** Dataset extract follows **

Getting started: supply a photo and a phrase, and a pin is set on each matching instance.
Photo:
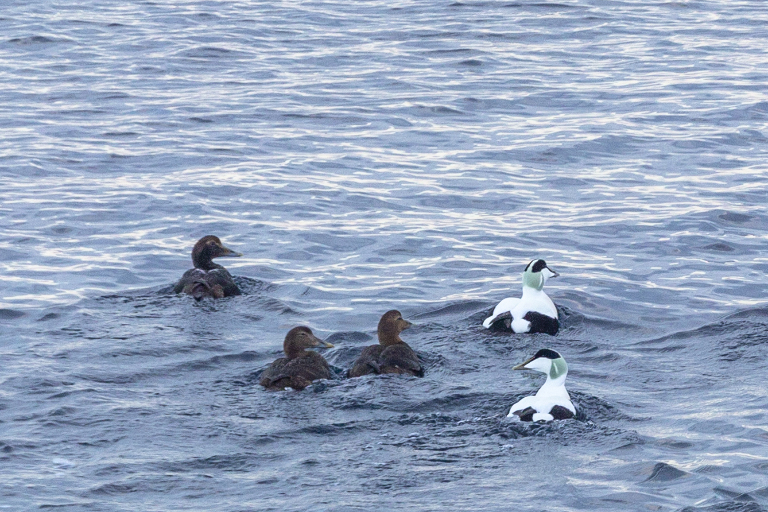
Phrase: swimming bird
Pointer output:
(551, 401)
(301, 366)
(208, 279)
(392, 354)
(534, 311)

** End of Dataset extract **
** Dataset extract follows **

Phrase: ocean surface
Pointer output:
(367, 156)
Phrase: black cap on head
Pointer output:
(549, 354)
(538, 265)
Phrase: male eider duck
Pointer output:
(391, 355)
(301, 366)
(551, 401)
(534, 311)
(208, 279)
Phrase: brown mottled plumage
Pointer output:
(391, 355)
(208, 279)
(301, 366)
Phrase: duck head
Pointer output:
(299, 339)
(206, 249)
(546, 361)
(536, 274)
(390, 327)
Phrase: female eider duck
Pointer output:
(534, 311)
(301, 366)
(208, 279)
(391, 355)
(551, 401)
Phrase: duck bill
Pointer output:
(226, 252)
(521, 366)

** End of Dataset extract **

■ Task ■
Work through the entries, filtering for the string "duck", and copy each line that holds it.

■ Your response ■
Phrase: male eider duck
Phrase: duck head
Phrase: female eider duck
Phrase: duck bill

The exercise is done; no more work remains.